>> BEGIN Extracted material

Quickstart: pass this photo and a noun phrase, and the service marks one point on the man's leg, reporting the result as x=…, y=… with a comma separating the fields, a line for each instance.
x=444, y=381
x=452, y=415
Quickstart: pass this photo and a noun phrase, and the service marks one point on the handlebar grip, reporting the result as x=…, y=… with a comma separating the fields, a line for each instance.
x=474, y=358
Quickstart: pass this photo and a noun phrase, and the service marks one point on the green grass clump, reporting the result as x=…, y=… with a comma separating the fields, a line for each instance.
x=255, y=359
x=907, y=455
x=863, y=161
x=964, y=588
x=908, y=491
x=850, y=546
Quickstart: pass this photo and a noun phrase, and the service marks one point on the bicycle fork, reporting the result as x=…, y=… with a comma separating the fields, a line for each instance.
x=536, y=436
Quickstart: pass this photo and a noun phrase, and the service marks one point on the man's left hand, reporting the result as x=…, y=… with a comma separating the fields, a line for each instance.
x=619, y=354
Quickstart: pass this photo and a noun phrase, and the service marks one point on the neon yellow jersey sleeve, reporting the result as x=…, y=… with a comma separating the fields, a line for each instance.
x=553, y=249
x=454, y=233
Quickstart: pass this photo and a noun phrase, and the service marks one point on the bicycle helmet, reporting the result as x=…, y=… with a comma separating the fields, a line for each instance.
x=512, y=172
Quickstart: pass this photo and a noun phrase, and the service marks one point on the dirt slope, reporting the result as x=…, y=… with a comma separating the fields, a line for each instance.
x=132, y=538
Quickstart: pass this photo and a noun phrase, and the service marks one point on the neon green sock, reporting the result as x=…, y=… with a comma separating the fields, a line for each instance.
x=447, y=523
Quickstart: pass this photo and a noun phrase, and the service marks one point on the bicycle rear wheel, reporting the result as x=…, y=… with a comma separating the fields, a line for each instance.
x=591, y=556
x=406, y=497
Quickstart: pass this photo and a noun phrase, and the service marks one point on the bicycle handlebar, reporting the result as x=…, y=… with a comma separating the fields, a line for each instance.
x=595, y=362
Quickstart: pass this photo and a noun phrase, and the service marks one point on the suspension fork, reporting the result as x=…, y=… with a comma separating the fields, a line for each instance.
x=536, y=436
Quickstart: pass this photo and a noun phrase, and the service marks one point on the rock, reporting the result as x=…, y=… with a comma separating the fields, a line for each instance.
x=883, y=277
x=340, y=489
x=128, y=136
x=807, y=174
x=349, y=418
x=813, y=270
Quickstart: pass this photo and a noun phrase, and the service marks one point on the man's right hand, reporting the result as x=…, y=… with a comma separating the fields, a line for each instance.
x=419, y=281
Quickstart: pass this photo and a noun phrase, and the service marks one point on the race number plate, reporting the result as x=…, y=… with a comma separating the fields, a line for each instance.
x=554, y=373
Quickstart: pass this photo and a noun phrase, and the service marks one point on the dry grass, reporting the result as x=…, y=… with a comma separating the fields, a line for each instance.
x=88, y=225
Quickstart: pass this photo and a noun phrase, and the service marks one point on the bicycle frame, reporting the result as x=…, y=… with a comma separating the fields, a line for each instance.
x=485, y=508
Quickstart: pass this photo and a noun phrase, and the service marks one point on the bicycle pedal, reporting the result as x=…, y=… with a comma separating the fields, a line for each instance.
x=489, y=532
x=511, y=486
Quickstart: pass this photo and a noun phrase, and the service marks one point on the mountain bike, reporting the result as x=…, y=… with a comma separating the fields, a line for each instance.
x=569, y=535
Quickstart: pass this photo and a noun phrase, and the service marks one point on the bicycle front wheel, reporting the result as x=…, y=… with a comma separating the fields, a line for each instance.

>> END Extracted material

▶ Do this
Reproduce the records verbatim, from the line containing "on the handlebar" through the line containing "x=512, y=172".

▶ Output for this task
Quickstart: pass this photo and a noun phrase, and the service marks one point on the handlebar grip, reporting the result as x=…, y=… with a comma separating the fields, a line for each instance.
x=474, y=358
Quickstart: pass this photo and a noun phrase, and the service marks one point on the green grass clump, reporting the result as x=…, y=… with a comma separating the fields, a line for each instance.
x=255, y=359
x=907, y=455
x=863, y=161
x=964, y=588
x=908, y=491
x=850, y=546
Quickstart: pass this photo and a noun phrase, and the service marks one point on the bicycle fork, reporting the result as x=…, y=… with a comma separating the fields, a line for each instance.
x=536, y=436
Quickstart: pass this photo and a noun phrase, and the service marks one point on the man's left hand, reporting the result as x=…, y=… with a comma separating the fields, a line for each instance.
x=619, y=354
Quickstart: pass this photo and a noun phrase, and the service marks one point on the neon yellow jersey sleeve, reporting the result as x=…, y=… with a comma separating the fields, a line for each instance.
x=553, y=249
x=454, y=233
Quickstart: pass this photo and a noun phrase, and the service marks one point on the bicycle helmet, reporting the result as x=…, y=… with a comma separating the fields, a line for each instance.
x=512, y=172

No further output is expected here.